** START TASK INPUT **

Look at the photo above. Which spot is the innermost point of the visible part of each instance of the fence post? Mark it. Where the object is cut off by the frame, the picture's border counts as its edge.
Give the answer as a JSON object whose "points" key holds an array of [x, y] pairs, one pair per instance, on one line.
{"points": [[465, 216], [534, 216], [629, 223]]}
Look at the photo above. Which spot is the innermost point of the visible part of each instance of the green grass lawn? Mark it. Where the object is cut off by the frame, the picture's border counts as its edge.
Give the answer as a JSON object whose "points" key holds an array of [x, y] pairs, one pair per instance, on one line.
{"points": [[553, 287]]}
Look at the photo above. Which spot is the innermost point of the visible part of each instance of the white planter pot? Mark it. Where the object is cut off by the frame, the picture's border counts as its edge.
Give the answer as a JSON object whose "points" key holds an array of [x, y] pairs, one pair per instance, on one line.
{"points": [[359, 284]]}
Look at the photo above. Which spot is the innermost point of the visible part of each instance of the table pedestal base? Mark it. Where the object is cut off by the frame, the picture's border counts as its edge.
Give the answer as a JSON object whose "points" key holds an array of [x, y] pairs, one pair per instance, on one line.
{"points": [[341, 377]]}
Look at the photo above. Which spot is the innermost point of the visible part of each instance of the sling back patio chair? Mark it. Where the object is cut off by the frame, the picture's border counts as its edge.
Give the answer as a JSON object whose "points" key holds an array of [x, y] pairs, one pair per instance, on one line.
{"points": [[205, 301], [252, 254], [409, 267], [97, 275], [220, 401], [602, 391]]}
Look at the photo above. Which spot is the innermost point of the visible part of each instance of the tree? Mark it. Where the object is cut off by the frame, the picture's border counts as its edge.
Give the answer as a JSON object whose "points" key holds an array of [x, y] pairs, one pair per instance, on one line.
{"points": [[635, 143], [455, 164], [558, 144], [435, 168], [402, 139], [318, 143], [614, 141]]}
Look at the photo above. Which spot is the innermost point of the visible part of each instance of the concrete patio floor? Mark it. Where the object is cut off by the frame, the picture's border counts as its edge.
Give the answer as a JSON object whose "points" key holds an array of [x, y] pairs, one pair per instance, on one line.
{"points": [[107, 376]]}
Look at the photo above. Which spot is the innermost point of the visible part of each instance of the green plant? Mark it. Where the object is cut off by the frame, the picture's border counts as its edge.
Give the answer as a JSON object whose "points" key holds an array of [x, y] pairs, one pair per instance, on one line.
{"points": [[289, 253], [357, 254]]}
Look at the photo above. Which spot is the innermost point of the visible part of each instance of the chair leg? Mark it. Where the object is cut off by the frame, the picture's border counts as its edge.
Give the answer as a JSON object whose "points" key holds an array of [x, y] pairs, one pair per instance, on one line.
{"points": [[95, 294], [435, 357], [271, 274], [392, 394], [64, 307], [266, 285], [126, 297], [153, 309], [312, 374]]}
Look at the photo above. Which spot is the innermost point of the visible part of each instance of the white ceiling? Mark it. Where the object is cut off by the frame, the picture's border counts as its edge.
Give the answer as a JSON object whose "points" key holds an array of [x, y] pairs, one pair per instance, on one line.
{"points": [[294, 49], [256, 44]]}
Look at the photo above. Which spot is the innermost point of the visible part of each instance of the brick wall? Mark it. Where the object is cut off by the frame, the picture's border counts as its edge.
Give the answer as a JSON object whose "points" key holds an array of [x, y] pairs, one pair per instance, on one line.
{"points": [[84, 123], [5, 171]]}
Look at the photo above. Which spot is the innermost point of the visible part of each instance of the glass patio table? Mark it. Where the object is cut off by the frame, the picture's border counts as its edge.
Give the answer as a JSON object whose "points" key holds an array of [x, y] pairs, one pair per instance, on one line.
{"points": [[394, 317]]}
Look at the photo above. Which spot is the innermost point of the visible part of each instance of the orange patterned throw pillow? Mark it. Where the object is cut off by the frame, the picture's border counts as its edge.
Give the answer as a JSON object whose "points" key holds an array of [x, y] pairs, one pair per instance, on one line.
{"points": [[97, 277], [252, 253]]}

** END TASK INPUT **

- [WHAT THIS TASK INVOLVES]: Shift every coordinate in the answers by adding 61, and write out all lines again unchanged otherwise, from the line containing "of the orange" through the end of the items, both ends included.

- [EXERCISE RESPONSE]:
Look at the photo above. Which spot is the innermost point of the visible part of each instance of the orange patterned throw pillow? Mark it. Where the object is cut off by the frame, the picture's border counts as its edge.
Give the answer as a JSON object whose "points" key holds an array of [x, y] pairs, one pair per instance, on one line.
{"points": [[158, 338], [313, 314]]}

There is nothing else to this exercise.